:: Page extract ::
================

This case arises from claims that two dairies discharged pollutants into navigable waters of the United States without a permit and in violation of water quality standards. We are called upon to decide two central issues.
BACKGROUND
The comрlaint filed by plaintiff Community Association for Restoration of the Environment (“CARE”) alleges that defendants Henry Bosma Dairy, Liberty Dairy, Henry Bosma and Bosma Enterprises (“Bosma”) operated and discharged pollutants without a National Pollution Discharge Elimination System (“NPDES”) permit. The complaint further alleged that the discharges were of a type which would not be allowed even with a NPDES permit. The complaint also claimed that Bosma discharged pollutants in violation of the Washington General Dairy NPDES permit.

================

:: Dataset extract ::
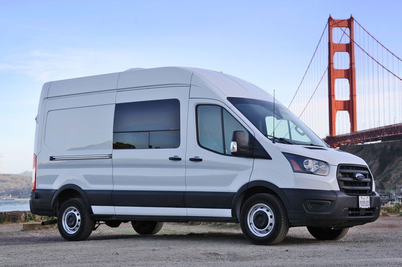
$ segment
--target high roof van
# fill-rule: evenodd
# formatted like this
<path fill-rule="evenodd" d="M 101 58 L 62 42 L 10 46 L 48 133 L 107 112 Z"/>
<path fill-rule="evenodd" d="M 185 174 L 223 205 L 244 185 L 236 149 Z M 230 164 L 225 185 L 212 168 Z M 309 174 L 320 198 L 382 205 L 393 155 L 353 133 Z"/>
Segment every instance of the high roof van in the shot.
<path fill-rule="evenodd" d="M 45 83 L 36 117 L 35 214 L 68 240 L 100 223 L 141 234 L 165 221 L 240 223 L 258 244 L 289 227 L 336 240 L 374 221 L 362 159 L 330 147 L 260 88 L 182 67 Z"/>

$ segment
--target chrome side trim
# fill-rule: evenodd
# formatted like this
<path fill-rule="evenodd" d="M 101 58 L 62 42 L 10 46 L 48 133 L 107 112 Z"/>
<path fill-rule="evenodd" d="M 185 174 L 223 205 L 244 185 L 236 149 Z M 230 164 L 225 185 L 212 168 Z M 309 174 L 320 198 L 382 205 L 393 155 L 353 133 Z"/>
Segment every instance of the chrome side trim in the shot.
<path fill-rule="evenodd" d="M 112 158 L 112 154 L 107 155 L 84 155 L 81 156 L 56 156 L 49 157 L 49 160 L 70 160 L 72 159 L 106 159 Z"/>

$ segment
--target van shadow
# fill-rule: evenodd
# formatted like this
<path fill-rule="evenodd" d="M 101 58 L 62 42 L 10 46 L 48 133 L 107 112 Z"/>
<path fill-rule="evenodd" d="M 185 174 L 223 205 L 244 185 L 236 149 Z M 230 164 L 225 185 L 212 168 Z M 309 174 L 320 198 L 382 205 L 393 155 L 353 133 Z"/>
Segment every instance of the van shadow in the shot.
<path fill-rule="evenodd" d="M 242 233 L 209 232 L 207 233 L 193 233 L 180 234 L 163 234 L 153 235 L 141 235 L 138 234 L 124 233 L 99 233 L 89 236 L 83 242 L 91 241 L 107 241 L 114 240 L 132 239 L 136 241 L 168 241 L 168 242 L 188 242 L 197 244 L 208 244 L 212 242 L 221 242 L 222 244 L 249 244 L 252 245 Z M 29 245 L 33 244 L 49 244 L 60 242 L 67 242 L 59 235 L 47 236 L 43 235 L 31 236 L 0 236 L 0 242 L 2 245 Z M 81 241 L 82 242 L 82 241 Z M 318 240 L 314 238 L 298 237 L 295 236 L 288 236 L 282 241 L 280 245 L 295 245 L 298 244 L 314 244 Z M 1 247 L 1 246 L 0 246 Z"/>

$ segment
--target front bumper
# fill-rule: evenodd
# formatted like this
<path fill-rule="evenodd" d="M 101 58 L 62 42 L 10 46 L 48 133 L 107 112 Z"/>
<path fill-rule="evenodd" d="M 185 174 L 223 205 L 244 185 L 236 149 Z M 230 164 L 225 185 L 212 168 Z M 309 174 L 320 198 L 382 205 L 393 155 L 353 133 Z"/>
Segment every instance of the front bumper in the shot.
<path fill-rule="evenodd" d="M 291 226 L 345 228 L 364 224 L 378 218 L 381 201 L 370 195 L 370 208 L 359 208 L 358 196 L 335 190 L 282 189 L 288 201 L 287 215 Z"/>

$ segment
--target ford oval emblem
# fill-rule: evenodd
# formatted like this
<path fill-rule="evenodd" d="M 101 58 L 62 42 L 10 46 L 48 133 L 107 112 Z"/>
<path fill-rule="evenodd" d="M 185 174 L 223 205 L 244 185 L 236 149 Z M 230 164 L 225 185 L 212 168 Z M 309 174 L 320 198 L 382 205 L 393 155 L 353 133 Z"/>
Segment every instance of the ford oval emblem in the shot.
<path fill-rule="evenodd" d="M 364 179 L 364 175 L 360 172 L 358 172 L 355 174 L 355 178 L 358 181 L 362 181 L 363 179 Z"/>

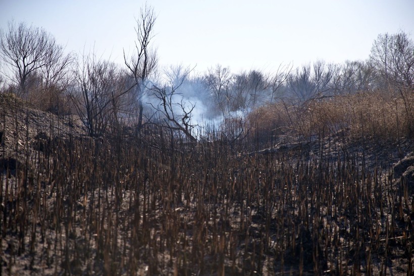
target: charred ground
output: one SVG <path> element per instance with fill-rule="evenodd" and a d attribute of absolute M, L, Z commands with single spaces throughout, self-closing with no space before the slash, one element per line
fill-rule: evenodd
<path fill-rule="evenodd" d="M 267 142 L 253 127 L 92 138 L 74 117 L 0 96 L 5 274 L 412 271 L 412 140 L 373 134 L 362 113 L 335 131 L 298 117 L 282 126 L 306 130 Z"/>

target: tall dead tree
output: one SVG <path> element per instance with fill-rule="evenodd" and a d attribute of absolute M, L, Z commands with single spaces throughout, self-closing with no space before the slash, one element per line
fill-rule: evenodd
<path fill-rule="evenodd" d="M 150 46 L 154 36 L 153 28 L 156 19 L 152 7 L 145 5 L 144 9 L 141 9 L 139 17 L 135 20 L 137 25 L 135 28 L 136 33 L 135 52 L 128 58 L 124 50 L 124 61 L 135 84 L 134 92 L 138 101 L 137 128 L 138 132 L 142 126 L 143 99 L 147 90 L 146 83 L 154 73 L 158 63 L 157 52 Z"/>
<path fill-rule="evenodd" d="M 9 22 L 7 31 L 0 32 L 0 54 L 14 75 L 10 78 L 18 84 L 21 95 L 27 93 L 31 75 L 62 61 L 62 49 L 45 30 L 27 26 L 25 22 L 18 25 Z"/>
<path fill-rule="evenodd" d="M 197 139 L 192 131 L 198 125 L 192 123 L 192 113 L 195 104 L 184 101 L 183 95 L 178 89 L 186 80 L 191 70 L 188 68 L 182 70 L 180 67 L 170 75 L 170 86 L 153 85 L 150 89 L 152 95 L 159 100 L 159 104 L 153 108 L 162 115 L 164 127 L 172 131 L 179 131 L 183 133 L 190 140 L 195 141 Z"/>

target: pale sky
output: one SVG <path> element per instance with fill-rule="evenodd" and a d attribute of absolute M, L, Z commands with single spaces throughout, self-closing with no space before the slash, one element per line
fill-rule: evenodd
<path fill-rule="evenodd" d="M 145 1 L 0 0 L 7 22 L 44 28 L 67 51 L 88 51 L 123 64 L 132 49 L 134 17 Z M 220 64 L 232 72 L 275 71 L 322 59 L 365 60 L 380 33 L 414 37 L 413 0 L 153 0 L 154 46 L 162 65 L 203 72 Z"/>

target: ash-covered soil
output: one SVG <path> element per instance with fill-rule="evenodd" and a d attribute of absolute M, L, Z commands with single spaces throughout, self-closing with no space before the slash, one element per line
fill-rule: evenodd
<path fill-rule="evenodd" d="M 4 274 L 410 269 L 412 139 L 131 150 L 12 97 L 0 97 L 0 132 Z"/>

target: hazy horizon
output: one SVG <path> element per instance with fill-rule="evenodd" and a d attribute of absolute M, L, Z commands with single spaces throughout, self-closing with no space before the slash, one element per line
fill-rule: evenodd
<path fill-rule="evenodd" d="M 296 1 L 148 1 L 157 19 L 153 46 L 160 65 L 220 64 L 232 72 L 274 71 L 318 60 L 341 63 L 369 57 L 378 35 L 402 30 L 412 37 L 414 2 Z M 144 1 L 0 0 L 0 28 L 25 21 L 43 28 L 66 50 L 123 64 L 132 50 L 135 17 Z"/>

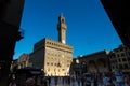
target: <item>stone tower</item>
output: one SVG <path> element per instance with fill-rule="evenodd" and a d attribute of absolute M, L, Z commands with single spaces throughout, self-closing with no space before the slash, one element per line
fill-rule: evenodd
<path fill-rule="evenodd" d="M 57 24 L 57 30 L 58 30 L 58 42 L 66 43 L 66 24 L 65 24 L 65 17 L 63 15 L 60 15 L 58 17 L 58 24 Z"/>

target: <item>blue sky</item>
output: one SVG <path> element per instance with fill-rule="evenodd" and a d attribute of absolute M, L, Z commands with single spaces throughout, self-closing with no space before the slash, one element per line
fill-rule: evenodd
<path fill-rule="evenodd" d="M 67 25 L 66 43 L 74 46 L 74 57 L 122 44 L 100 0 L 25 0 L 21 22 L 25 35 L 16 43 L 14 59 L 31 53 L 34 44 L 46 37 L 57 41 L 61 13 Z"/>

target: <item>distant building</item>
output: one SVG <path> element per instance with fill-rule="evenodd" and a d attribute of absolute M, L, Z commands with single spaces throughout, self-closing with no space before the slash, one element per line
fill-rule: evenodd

================

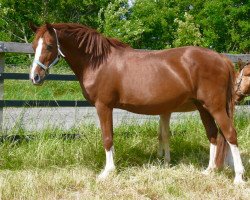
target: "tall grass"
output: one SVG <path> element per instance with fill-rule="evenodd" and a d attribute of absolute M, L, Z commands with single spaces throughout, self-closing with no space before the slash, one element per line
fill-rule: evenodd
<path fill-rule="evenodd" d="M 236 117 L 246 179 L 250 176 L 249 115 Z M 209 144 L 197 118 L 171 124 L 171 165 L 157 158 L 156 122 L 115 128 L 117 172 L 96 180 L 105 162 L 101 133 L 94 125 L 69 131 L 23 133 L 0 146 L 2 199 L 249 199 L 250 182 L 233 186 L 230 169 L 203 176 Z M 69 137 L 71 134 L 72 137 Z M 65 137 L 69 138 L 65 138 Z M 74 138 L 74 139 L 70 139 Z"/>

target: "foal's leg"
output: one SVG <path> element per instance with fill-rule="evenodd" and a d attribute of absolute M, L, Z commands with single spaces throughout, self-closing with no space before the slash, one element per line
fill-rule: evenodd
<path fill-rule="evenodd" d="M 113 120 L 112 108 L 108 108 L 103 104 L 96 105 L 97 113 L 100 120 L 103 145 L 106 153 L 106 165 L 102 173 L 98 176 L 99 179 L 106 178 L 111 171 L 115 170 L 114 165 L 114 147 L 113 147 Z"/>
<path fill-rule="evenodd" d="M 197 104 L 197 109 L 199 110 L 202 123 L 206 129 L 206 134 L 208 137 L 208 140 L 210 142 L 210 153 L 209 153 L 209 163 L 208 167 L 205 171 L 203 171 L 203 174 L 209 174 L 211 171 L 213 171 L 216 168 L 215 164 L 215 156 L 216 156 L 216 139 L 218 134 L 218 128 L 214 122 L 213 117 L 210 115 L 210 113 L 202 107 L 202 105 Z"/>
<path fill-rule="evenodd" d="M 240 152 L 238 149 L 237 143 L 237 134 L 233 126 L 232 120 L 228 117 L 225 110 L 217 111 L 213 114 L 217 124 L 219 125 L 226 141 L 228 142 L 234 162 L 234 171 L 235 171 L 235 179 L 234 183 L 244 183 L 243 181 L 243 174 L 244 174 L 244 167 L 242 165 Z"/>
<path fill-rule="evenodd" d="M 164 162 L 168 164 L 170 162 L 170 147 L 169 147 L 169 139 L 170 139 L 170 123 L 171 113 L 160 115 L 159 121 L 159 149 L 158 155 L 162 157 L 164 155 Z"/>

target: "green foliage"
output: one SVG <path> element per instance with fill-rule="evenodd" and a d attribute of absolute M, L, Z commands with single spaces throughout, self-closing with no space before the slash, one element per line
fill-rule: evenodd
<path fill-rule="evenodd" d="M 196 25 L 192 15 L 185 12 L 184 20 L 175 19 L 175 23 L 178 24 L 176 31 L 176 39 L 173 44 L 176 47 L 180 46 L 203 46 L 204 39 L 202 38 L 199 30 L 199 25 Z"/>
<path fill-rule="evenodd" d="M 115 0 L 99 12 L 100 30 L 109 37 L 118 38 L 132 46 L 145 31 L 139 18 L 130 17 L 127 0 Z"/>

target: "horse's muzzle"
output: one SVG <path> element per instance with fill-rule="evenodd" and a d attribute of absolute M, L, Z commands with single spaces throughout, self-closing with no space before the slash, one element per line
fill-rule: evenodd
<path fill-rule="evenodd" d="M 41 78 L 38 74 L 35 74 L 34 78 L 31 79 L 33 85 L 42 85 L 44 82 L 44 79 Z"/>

================

:: Requirements ::
**A)** In the dairy case extract, what is the full name of the plaintiff abbreviated as "CARE"?
**B)** For each statement, say whether the dairy case extract supports it. Answer yes or no and quote the deciding words. (i) The case concerns claims against three dairies. (ii) The complaint alleges that Bosma discharged pollutants without an NPDES permit. (iii) The complaint says the discharges would have been allowed if Bosma had held an NPDES permit.
**C)** Carry the dairy case extract forward from its last sentence.
The rows were taken from a different source than the text.

:: Expected results ::
**A)** Community Association for Restoration of the Environment

**B)**
(i) No: "two dairies discharged pollutants into navigable waters of the United States"
(ii) Yes: "operated and discharged pollutants without a National Pollution Discharge Elimination System (“NPDES”) permit"
(iii) No: "the discharges were of a type which would not be allowed even with a NPDES permit"

**C)**
It is unlawful to discharge any pollutant into the United State’s waters except those discharges made in compliance with the CWA. See 33 U.S.C. § 1311(а). In order to lawfully discharge a pollutant, a NPDES permit must be obtained. 33 U.S.C. § 1311(a), 1342(a). A NPDES permit allows the holder to discharge pollutants at levels below thresholds incorporated in the permit. 33 U.S.C. § 1342(a); 40 C.F.R. § 122.1 et seq.
Bosma owns and operates two dairies, the Bosma and Liberty Dailies, in the Yakima Valley, in the central part of Washington. The dairies are adjacent to one another and consist of four large parcels of property.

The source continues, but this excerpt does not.